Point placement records
►
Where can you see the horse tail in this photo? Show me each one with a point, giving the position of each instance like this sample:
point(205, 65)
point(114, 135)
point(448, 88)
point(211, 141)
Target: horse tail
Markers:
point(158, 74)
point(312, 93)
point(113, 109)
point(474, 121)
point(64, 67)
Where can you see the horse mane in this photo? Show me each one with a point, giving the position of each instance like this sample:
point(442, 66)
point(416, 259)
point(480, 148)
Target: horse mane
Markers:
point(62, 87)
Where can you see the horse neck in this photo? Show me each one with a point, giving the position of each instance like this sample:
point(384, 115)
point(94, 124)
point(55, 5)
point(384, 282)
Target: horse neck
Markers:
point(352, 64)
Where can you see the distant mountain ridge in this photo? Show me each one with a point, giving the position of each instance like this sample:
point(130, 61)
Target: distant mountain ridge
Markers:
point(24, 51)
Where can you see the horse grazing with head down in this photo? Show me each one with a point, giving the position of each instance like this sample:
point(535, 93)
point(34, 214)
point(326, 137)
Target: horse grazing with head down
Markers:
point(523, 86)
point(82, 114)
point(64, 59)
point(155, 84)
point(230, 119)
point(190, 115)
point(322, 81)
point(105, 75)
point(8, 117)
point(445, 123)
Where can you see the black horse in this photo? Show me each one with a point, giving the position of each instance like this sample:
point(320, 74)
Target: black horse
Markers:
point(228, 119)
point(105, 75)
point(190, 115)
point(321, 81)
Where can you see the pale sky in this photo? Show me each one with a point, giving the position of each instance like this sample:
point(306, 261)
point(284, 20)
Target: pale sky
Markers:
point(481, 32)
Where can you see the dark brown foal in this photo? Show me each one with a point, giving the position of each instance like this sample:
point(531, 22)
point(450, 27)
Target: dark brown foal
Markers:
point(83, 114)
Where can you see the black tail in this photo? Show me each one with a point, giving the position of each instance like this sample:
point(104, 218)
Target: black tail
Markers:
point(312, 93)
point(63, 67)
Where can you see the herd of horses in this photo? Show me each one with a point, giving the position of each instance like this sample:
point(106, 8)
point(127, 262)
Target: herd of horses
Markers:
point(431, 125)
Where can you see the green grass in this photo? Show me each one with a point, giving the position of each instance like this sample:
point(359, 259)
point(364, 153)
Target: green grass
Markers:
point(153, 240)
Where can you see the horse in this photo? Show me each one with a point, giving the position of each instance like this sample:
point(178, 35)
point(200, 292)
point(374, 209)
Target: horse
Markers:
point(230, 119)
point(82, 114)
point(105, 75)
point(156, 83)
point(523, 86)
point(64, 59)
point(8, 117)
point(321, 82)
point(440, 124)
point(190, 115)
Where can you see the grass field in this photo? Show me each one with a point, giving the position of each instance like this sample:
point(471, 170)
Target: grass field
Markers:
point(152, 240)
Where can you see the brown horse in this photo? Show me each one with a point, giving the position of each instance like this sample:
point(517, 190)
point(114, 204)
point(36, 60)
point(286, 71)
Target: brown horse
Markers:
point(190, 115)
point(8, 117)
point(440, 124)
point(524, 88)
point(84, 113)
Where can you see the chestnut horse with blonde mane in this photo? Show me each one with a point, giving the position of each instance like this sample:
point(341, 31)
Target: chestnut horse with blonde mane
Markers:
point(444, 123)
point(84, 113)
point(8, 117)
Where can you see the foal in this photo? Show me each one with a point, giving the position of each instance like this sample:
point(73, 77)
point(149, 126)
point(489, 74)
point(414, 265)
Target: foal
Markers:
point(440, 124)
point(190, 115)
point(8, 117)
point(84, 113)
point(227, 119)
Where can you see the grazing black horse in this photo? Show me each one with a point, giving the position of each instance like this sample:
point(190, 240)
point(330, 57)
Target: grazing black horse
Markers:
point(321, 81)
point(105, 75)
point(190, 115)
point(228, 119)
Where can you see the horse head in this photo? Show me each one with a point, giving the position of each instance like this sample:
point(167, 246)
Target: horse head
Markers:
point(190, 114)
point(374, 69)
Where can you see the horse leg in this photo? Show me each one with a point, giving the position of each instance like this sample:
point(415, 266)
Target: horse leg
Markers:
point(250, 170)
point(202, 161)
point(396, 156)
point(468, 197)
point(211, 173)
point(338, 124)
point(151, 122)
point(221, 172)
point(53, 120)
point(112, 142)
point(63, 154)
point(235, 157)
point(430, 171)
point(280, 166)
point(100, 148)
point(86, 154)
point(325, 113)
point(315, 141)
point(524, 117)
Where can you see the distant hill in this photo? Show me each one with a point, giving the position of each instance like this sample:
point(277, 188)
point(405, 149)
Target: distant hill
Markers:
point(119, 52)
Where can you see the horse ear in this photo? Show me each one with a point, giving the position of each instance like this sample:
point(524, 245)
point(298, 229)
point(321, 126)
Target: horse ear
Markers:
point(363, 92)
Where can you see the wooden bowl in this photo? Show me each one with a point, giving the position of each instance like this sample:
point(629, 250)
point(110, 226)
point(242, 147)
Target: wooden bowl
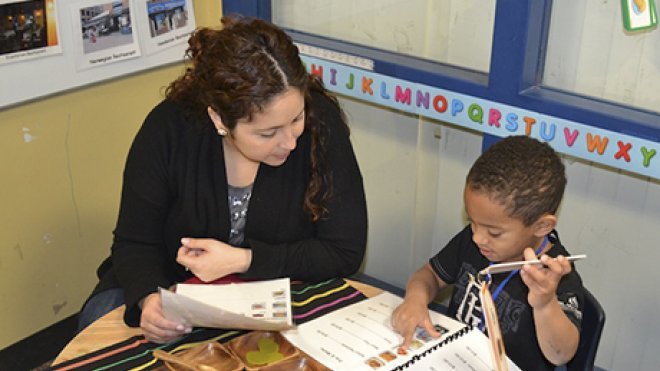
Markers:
point(259, 349)
point(204, 357)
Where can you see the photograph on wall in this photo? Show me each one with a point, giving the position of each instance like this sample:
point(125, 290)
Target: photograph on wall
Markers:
point(103, 32)
point(170, 23)
point(28, 30)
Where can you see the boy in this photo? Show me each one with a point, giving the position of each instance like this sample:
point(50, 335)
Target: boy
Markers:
point(511, 196)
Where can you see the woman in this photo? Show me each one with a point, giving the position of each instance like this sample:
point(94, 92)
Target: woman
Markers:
point(246, 168)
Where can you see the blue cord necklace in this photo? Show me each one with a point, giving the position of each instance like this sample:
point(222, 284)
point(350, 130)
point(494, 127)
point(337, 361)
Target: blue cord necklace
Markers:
point(499, 288)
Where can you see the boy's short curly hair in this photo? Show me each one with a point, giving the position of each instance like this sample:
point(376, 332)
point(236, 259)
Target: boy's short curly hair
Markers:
point(522, 173)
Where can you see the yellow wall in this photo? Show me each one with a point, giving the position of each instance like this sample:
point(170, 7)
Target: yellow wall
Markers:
point(61, 167)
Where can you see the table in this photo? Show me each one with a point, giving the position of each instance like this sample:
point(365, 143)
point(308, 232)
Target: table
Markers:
point(111, 329)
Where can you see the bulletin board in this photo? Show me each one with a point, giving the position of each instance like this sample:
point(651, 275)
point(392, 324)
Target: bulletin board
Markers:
point(50, 46)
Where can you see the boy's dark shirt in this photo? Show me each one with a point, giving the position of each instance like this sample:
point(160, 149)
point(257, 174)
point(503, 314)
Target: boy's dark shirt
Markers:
point(461, 256)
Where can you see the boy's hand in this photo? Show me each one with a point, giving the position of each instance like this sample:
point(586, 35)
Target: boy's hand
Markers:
point(410, 315)
point(542, 281)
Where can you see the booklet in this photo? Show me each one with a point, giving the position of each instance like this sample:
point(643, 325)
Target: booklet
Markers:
point(258, 305)
point(360, 337)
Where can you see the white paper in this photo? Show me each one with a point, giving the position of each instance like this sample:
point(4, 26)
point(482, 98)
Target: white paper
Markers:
point(263, 305)
point(351, 337)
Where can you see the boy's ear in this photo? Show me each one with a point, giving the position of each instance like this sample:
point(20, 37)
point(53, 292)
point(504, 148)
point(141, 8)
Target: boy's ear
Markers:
point(545, 224)
point(217, 121)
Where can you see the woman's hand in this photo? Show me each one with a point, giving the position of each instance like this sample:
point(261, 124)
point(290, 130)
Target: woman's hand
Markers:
point(210, 259)
point(542, 281)
point(155, 326)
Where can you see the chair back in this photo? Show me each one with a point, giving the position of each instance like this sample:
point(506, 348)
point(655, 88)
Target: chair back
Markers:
point(593, 321)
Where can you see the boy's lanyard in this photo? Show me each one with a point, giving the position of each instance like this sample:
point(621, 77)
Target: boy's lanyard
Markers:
point(511, 274)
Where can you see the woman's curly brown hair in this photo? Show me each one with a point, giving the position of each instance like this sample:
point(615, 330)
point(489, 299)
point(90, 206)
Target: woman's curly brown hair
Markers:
point(238, 70)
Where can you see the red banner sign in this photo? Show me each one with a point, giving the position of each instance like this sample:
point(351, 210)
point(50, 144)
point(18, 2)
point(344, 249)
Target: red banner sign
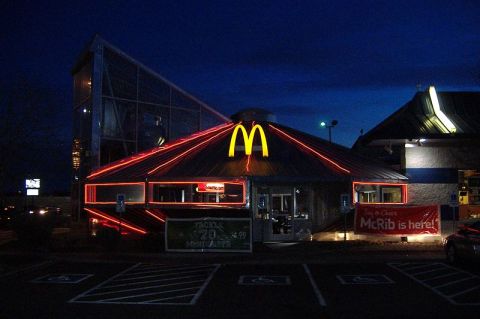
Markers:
point(397, 220)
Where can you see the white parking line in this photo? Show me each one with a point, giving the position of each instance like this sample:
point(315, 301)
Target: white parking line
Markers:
point(170, 269)
point(150, 281)
point(163, 291)
point(143, 288)
point(436, 289)
point(453, 282)
point(146, 294)
point(161, 275)
point(318, 294)
point(108, 280)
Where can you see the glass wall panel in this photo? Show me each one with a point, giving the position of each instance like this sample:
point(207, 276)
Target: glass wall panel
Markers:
point(152, 89)
point(112, 150)
point(153, 126)
point(82, 84)
point(119, 76)
point(197, 193)
point(119, 119)
point(183, 123)
point(181, 100)
point(107, 193)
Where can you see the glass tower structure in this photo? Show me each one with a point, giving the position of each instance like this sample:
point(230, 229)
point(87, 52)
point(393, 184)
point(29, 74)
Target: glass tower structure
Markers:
point(121, 107)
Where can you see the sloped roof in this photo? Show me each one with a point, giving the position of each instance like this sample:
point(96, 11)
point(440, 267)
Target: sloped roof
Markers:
point(416, 119)
point(293, 155)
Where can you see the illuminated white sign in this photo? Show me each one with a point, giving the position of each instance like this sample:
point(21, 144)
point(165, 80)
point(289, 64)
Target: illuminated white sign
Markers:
point(32, 192)
point(32, 183)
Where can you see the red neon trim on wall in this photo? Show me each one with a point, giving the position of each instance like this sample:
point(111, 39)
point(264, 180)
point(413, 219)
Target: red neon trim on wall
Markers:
point(91, 192)
point(118, 222)
point(310, 149)
point(141, 156)
point(188, 151)
point(244, 193)
point(154, 216)
point(403, 186)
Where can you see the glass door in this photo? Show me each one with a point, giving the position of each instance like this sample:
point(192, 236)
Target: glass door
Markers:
point(282, 217)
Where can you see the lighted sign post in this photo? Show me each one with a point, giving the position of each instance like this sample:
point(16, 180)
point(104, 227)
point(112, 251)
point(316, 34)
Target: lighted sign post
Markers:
point(32, 186)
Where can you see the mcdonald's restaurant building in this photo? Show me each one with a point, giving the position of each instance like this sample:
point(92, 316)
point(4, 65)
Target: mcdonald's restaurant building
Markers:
point(249, 180)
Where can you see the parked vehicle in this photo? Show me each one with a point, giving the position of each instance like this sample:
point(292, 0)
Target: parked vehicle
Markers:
point(464, 244)
point(7, 214)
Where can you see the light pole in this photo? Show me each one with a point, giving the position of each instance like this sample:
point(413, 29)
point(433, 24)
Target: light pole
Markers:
point(329, 126)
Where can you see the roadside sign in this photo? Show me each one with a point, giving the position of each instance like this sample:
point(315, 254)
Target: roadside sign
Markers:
point(366, 279)
point(120, 207)
point(261, 280)
point(61, 278)
point(209, 234)
point(453, 200)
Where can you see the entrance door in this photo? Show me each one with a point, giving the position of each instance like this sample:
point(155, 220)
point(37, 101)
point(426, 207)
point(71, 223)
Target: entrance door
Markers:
point(281, 218)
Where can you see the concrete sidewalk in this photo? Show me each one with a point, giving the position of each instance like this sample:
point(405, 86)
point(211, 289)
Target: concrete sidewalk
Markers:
point(267, 253)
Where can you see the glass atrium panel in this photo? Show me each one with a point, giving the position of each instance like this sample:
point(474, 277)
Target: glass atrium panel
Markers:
point(183, 123)
point(82, 84)
point(112, 150)
point(119, 119)
point(181, 100)
point(153, 126)
point(119, 76)
point(152, 89)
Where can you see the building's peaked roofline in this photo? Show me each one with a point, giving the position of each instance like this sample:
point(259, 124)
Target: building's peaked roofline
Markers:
point(291, 153)
point(98, 40)
point(418, 119)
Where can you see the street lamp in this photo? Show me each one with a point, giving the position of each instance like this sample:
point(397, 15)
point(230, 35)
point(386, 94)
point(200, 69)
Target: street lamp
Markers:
point(329, 126)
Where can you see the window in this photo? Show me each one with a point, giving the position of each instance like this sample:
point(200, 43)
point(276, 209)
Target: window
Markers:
point(379, 193)
point(302, 201)
point(107, 193)
point(282, 203)
point(218, 193)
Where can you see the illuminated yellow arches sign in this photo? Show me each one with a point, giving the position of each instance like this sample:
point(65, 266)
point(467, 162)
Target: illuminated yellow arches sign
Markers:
point(248, 140)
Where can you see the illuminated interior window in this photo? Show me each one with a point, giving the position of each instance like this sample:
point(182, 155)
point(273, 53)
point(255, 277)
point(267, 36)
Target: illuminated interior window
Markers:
point(107, 193)
point(379, 193)
point(178, 193)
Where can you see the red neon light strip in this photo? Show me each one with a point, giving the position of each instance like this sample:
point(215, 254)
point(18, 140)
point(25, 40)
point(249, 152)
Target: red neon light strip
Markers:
point(310, 149)
point(141, 156)
point(93, 188)
point(187, 151)
point(118, 222)
point(244, 193)
point(154, 216)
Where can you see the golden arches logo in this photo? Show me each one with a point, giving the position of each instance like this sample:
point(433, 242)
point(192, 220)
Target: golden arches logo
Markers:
point(248, 140)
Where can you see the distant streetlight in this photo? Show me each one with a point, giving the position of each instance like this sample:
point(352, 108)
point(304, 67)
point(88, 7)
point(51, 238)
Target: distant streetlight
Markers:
point(329, 126)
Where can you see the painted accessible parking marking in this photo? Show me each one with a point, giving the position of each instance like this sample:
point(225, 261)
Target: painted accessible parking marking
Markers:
point(61, 278)
point(458, 286)
point(154, 284)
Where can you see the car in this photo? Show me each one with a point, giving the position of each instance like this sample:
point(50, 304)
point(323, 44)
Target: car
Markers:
point(7, 214)
point(464, 244)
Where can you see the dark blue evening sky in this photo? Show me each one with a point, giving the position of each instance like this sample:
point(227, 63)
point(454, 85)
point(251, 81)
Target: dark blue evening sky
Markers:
point(307, 61)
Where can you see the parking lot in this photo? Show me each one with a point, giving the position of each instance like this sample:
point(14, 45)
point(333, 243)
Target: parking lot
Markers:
point(418, 289)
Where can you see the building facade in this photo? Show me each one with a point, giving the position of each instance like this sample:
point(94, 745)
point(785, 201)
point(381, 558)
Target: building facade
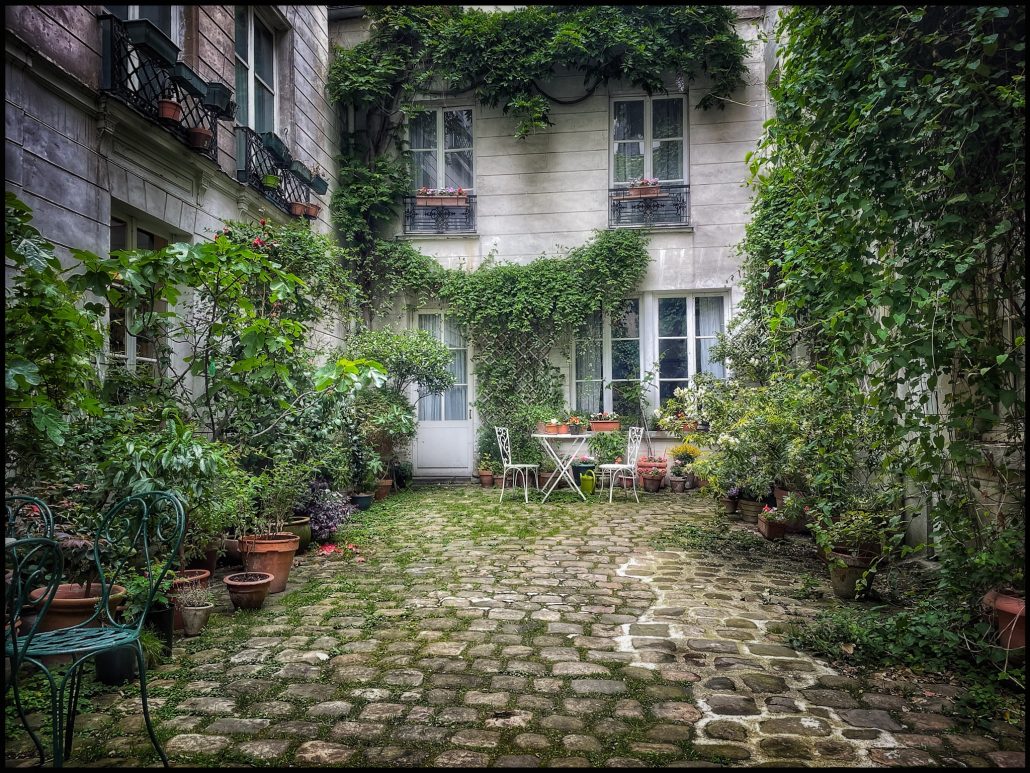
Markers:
point(552, 191)
point(134, 126)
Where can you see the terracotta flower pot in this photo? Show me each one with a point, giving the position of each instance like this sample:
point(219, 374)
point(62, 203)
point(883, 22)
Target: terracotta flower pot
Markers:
point(1009, 618)
point(846, 570)
point(185, 577)
point(248, 590)
point(272, 553)
point(200, 137)
point(770, 529)
point(750, 510)
point(195, 618)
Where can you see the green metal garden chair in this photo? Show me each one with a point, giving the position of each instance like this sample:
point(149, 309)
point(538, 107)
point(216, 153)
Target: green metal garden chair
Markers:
point(26, 516)
point(140, 533)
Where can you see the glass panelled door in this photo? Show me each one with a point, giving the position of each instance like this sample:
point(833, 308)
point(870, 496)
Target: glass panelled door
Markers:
point(444, 443)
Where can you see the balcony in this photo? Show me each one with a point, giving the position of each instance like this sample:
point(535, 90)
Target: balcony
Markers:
point(665, 206)
point(260, 158)
point(440, 214)
point(139, 68)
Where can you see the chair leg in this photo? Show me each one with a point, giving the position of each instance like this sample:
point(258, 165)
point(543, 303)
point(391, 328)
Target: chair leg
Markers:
point(76, 683)
point(21, 711)
point(141, 665)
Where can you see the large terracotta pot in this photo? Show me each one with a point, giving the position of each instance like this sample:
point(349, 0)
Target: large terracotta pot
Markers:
point(272, 553)
point(185, 577)
point(70, 606)
point(1009, 618)
point(247, 590)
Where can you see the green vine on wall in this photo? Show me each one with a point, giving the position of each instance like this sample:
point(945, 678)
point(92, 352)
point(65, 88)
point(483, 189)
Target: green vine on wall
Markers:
point(886, 248)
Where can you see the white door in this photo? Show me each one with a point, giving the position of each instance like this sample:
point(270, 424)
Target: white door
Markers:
point(444, 442)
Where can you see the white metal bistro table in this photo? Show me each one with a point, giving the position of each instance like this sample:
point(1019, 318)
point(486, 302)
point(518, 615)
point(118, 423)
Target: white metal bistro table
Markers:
point(562, 462)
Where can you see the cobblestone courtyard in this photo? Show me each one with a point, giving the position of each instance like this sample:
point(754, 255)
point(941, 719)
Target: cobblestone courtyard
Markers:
point(478, 634)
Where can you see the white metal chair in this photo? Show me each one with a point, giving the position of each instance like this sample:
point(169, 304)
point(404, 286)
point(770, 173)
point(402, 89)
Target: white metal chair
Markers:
point(505, 443)
point(622, 470)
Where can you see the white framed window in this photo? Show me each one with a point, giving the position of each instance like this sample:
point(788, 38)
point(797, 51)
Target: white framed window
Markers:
point(608, 353)
point(139, 349)
point(441, 143)
point(168, 19)
point(452, 404)
point(255, 70)
point(686, 328)
point(649, 139)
◄
** GIVEN INSTRUCTION **
Rescale the records, beginning at the line that contains "Where can you see the boy's dark" and stopping after the line that contains "point(217, 121)". Reproduce every line in that span, requests included, but multiply each answer's point coordinates by 1.75 and round to whole numbers with halves rounded up, leaving the requests and their sample coordinates unchanged.

** OUTPUT FOR THIS TASK **
Where can you see the boy's dark shirt in this photo? Show me each one with a point, giving the position of each instance like this sample:
point(160, 149)
point(257, 174)
point(503, 314)
Target: boy's dark shirt
Markers:
point(807, 448)
Where can you see the boy's hand in this photo? Show me each one with a point, giving the position of each instance like this sample:
point(586, 35)
Target: boy's hand
Markers:
point(718, 551)
point(949, 492)
Where can you see the booklet in this photo? Show me each one with a point, giving the position of each instance like this sample:
point(643, 325)
Target: booklet
Markers:
point(452, 534)
point(630, 590)
Where can you see the white paper in this photo? Show me each one with a point, giving the position of each instance like this sample:
point(4, 26)
point(482, 98)
Target: white paper
Markers:
point(460, 534)
point(614, 590)
Where can you see the boy's ear in this photo? Show me each one with a point, giving the position of each instance like this sample:
point(20, 37)
point(53, 292)
point(504, 148)
point(141, 8)
Target: boy's ear
Markers:
point(954, 392)
point(380, 212)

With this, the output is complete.